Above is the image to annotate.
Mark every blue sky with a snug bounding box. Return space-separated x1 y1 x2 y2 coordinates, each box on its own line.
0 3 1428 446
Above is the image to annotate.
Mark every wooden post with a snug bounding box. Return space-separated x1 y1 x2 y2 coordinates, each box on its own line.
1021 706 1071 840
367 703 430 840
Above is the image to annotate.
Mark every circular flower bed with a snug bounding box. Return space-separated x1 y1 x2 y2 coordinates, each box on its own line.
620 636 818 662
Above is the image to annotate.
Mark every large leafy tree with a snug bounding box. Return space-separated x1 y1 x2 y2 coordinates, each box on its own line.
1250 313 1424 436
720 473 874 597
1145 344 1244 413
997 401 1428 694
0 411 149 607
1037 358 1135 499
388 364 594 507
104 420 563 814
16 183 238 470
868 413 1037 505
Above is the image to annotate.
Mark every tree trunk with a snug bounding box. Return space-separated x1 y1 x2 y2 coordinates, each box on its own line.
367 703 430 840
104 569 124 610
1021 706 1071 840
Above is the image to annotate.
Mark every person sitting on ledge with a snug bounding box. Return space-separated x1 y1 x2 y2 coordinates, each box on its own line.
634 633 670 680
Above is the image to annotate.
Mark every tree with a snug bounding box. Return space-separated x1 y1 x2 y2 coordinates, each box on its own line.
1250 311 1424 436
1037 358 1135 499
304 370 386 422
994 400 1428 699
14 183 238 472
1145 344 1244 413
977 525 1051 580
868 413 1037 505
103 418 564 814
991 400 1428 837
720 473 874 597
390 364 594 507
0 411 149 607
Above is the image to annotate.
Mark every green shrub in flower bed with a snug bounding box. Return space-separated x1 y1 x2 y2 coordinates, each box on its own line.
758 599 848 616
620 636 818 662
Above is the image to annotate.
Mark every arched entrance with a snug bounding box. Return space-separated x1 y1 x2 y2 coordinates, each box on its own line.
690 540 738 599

* Problem statement: Please pick out every line in the items above that contains the word "tree" and copy each of those lines.

* Response:
Mark every large leafy tree with a snug bounding box. Return space-separated x1 y1 x2 y2 coordinates, each box on its own line.
Mark every tree trunk with a snug bounding box. Return space-separated x1 y1 x2 y2 coordinates, each box on its own line.
Mark every tree with a snug bounding box. Return space-separated x1 y1 x2 y2 coordinates, each box on its own line.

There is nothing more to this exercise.